**TRY IT**
All records below are to be set down exactly, each character intact.

**AVAILABLE RECORDS**
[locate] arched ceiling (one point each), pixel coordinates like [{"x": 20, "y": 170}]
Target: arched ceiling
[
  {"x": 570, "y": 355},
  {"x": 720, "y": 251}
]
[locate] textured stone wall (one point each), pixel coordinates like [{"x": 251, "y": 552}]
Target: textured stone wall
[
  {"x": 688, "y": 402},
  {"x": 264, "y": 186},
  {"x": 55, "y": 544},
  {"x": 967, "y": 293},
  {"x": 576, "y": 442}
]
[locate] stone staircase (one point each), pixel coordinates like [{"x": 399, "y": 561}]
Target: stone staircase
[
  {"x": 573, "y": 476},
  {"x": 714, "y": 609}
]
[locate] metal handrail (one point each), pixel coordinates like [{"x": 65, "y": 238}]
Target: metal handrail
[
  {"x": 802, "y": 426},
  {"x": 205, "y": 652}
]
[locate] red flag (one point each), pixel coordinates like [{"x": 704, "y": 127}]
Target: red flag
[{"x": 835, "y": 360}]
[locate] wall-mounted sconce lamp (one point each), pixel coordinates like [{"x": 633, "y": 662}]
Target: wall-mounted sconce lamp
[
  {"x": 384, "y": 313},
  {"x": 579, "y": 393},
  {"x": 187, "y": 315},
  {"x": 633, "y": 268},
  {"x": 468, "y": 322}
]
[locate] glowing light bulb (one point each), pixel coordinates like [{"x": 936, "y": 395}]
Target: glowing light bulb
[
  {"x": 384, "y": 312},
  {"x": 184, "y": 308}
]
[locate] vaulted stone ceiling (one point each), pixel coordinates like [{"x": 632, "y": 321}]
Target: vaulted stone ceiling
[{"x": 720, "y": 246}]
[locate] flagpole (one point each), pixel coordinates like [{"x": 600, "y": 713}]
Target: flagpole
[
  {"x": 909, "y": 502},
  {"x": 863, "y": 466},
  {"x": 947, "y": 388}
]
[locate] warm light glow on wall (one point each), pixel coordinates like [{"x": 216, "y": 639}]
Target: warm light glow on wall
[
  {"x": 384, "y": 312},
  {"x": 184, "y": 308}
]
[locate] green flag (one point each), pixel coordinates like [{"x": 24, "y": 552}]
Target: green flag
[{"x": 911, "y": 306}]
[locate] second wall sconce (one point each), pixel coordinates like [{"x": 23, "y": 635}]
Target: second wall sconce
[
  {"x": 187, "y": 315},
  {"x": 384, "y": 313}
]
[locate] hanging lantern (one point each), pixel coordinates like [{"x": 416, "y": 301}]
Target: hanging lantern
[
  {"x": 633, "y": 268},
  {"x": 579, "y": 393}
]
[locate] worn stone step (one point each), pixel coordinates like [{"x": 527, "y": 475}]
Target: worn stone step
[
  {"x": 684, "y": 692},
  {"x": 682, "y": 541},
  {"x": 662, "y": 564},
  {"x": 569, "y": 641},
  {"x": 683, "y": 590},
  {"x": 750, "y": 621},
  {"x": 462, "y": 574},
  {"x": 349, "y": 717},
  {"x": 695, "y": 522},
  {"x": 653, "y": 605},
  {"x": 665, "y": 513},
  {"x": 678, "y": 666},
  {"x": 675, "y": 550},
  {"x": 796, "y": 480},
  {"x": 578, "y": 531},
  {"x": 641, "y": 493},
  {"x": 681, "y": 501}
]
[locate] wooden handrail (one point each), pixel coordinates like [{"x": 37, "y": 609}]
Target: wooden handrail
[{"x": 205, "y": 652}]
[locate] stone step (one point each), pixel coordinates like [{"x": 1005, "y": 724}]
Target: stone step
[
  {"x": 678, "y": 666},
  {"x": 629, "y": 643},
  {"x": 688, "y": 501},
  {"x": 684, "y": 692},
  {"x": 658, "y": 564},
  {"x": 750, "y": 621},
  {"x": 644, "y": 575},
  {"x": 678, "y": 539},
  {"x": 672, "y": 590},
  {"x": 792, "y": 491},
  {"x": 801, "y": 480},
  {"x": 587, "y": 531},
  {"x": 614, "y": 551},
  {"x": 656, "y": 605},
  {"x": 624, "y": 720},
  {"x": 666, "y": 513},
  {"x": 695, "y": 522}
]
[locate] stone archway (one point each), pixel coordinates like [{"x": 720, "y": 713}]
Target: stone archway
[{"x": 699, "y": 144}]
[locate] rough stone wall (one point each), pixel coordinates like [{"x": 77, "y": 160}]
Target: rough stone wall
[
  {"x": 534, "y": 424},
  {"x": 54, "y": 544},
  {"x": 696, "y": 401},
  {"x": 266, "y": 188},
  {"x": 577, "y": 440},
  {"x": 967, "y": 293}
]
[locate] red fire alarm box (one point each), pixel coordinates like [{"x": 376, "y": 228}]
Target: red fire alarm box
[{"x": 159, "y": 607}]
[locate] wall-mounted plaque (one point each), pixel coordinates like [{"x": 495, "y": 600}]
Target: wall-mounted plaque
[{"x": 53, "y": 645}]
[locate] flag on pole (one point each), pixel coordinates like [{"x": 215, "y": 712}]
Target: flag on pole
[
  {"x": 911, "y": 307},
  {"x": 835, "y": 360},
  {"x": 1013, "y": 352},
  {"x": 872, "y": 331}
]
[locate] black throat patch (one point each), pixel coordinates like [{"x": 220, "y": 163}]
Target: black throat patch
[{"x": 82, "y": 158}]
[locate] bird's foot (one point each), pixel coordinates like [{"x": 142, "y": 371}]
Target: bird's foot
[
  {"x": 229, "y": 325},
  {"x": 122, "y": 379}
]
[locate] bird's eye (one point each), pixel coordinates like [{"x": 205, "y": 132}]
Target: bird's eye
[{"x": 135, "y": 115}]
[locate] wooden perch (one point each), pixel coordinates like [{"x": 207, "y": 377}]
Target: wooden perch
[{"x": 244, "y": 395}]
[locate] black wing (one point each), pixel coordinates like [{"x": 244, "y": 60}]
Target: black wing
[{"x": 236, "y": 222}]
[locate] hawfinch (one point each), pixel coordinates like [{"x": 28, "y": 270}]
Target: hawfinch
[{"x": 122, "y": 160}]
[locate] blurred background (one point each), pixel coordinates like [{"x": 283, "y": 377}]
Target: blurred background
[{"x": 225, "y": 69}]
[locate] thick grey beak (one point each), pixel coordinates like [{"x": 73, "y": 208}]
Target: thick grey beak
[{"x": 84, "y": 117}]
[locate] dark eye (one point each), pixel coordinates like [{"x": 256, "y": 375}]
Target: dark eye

**TASK OUTPUT**
[locate] arched ceiling (one point each), pixel coordinates like [{"x": 20, "y": 170}]
Target: arched ceiling
[
  {"x": 570, "y": 355},
  {"x": 720, "y": 251}
]
[locate] textured stone wall (one point each), pixel coordinates like [{"x": 251, "y": 552}]
Target: textured stone wall
[
  {"x": 688, "y": 402},
  {"x": 264, "y": 186},
  {"x": 55, "y": 544},
  {"x": 967, "y": 293},
  {"x": 576, "y": 442}
]
[locate] stone staircase (one point each), pixel coordinates like [{"x": 399, "y": 561}]
Target: stone staircase
[
  {"x": 573, "y": 476},
  {"x": 714, "y": 609}
]
[locate] metal handrail (one point each), pixel coordinates like [{"x": 65, "y": 238}]
Target: metal handrail
[
  {"x": 802, "y": 426},
  {"x": 205, "y": 652}
]
[locate] red flag (one point each), pixel coordinates like [{"x": 704, "y": 127}]
Target: red flag
[{"x": 835, "y": 360}]
[locate] wall-mounted sconce lamp (one point each), pixel coordinates like [{"x": 633, "y": 662}]
Target: wall-mounted sconce lamp
[
  {"x": 384, "y": 313},
  {"x": 579, "y": 393},
  {"x": 187, "y": 315},
  {"x": 633, "y": 268},
  {"x": 468, "y": 322}
]
[locate] glowing light bulb (one point each), pixel coordinates like [{"x": 936, "y": 395}]
Target: glowing light bulb
[
  {"x": 384, "y": 312},
  {"x": 184, "y": 308}
]
[locate] vaulted stone ceiling (one point each), pixel coordinates like [{"x": 632, "y": 321}]
Target: vaulted stone ceiling
[{"x": 720, "y": 246}]
[locate] flagpole (one point each), pixel coordinates like [{"x": 600, "y": 713}]
Target: flagpole
[
  {"x": 909, "y": 502},
  {"x": 863, "y": 466},
  {"x": 947, "y": 388}
]
[locate] warm light glow on wall (one point each), pixel coordinates like [{"x": 216, "y": 639}]
Target: warm light glow on wall
[
  {"x": 384, "y": 312},
  {"x": 184, "y": 308}
]
[locate] green flag (one point each), pixel coordinates like [{"x": 24, "y": 552}]
Target: green flag
[{"x": 911, "y": 306}]
[locate] second wall sconce (one point each), pixel coordinates like [{"x": 23, "y": 635}]
Target: second wall sconce
[
  {"x": 187, "y": 315},
  {"x": 384, "y": 313}
]
[locate] hanging lantern (one point each), pixel coordinates like [{"x": 416, "y": 301}]
Target: hanging lantern
[
  {"x": 633, "y": 268},
  {"x": 579, "y": 393}
]
[locate] worn stone step (one point each), pixel coordinates like [{"x": 527, "y": 475}]
Target: worn stone step
[
  {"x": 684, "y": 692},
  {"x": 682, "y": 541},
  {"x": 662, "y": 564},
  {"x": 569, "y": 641},
  {"x": 683, "y": 590},
  {"x": 750, "y": 621},
  {"x": 462, "y": 574},
  {"x": 349, "y": 717},
  {"x": 695, "y": 522},
  {"x": 653, "y": 605},
  {"x": 665, "y": 513},
  {"x": 678, "y": 666},
  {"x": 675, "y": 550},
  {"x": 796, "y": 480},
  {"x": 578, "y": 531},
  {"x": 641, "y": 493},
  {"x": 681, "y": 501}
]
[locate] wooden handrail (one point each), pixel coordinates like [{"x": 37, "y": 609}]
Target: wooden handrail
[{"x": 205, "y": 652}]
[locate] stone step (one point each), pixel coordinates like [{"x": 1005, "y": 724}]
Target: stone step
[
  {"x": 678, "y": 666},
  {"x": 629, "y": 643},
  {"x": 688, "y": 501},
  {"x": 684, "y": 692},
  {"x": 658, "y": 564},
  {"x": 750, "y": 621},
  {"x": 644, "y": 575},
  {"x": 678, "y": 539},
  {"x": 672, "y": 590},
  {"x": 792, "y": 491},
  {"x": 801, "y": 480},
  {"x": 587, "y": 531},
  {"x": 614, "y": 551},
  {"x": 656, "y": 605},
  {"x": 624, "y": 720},
  {"x": 666, "y": 513},
  {"x": 695, "y": 522}
]
[locate] stone archway (one point each), pixel coordinates like [{"x": 720, "y": 713}]
Target: stone archway
[{"x": 699, "y": 144}]
[locate] rough stone wall (one point each), pixel coordinates like [{"x": 77, "y": 160}]
Target: rough stone wall
[
  {"x": 534, "y": 424},
  {"x": 54, "y": 544},
  {"x": 696, "y": 401},
  {"x": 266, "y": 188},
  {"x": 577, "y": 440},
  {"x": 967, "y": 293}
]
[locate] red fire alarm box (one point each), pixel coordinates like [{"x": 376, "y": 228}]
Target: red fire alarm box
[{"x": 159, "y": 607}]
[locate] wall-mounted plaque (one point each), pixel coordinates like [{"x": 495, "y": 600}]
Target: wall-mounted plaque
[{"x": 53, "y": 645}]
[locate] flag on pole (one point each), pixel coordinates like [{"x": 215, "y": 712}]
Target: flag on pole
[
  {"x": 911, "y": 307},
  {"x": 835, "y": 360},
  {"x": 1013, "y": 352},
  {"x": 872, "y": 331}
]
[locate] black throat patch (one point each), pixel coordinates like [{"x": 220, "y": 163}]
Target: black throat patch
[{"x": 82, "y": 158}]
[locate] bird's foot (one point each), pixel coordinates like [{"x": 142, "y": 371}]
Target: bird's foot
[
  {"x": 229, "y": 325},
  {"x": 122, "y": 379}
]
[locate] bird's eye (one point each), pixel coordinates like [{"x": 205, "y": 132}]
Target: bird's eye
[{"x": 135, "y": 115}]
[locate] wooden perch (one point each), pixel coordinates like [{"x": 207, "y": 377}]
Target: wooden perch
[{"x": 244, "y": 395}]
[locate] black wing (one point each), pixel coordinates like [{"x": 244, "y": 60}]
Target: black wing
[{"x": 236, "y": 222}]
[locate] hawfinch (one point each), pixel coordinates like [{"x": 28, "y": 270}]
Target: hawfinch
[{"x": 122, "y": 160}]
[locate] blurred background (one point each), pixel coordinates like [{"x": 283, "y": 377}]
Target: blurred background
[{"x": 225, "y": 69}]
[locate] thick grey beak (one point each), pixel coordinates like [{"x": 73, "y": 208}]
Target: thick grey beak
[{"x": 84, "y": 117}]
[locate] dark eye (one point each), pixel coordinates like [{"x": 256, "y": 375}]
Target: dark eye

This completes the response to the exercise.